***** DATA FOR PROCESSING *****

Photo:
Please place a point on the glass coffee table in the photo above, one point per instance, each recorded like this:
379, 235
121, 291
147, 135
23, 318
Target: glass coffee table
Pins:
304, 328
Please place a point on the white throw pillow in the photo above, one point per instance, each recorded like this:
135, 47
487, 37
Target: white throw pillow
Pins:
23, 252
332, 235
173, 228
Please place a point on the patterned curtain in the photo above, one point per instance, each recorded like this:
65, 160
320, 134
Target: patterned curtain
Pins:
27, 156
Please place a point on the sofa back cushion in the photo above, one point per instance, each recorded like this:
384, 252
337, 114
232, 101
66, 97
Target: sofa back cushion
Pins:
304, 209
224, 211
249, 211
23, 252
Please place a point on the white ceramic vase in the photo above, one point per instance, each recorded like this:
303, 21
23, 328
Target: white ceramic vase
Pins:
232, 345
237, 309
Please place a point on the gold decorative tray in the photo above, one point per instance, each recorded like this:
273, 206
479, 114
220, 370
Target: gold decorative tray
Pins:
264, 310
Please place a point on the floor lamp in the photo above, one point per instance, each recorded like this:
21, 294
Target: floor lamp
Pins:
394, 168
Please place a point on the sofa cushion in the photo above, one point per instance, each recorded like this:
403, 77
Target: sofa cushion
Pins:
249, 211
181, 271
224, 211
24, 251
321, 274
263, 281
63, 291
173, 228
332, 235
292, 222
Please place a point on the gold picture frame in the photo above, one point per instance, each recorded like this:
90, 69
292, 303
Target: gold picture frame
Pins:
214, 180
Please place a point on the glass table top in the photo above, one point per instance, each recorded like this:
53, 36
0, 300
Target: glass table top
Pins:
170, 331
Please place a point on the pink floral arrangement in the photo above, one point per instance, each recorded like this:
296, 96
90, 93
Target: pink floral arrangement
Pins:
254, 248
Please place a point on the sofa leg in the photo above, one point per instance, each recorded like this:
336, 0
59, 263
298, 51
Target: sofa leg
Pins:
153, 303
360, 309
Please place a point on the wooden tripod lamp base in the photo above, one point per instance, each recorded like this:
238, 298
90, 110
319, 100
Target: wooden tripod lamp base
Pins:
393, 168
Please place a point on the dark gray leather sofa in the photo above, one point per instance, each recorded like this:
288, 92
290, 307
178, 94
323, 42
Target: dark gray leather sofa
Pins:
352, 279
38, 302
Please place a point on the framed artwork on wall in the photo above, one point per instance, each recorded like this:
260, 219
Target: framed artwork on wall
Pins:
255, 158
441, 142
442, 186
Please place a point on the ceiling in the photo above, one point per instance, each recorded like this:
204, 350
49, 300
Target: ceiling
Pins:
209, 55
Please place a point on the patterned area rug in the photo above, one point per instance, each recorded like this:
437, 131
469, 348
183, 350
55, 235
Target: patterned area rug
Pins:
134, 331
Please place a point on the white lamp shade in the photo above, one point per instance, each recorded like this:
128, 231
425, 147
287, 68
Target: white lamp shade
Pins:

*****

*WHAT THE TASK ASKS*
Can you repeat the material from the line with "Please place a point on the dark" through its end, swapping "Pins" for "Marks" and keeping everything else the same?

*FINAL RESULT*
Please place a point on the dark gray leather sofa in the photo above, one point per instance, each recorded like this:
288, 92
290, 307
178, 94
323, 42
Target: dark gray leather sofa
Marks:
352, 279
38, 302
Please place a point on the framed artwork on wall in the photo above, one point per instance, each recorded like this:
260, 219
Target: framed artwork on wall
Marks:
255, 158
441, 142
442, 186
Please place a point on the ceiling in the photo above, one point per instance, each recorded like this:
204, 350
49, 300
Target: ceiling
Marks:
209, 55
Please place a point on the patterned area rug in the photo above, one point per instance, each recorded like this:
437, 131
469, 348
183, 350
55, 235
Target: patterned area rug
Marks:
134, 331
Please place a point on the white lamp shade in the photo above, one point per instance, each recorded like this:
128, 231
425, 147
287, 68
Target: white lamp shade
Marks:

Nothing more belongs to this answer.